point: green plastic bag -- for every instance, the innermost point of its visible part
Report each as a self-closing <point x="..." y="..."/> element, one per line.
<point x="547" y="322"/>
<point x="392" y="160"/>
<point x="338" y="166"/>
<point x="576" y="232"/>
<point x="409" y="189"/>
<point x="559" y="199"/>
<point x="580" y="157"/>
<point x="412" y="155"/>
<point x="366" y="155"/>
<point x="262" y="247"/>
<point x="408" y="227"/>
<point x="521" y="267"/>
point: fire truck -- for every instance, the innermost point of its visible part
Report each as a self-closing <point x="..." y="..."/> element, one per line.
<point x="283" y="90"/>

• Task item
Within the listing, how many lines carry the word "innermost"? Answer with the number alone.

• Result below
2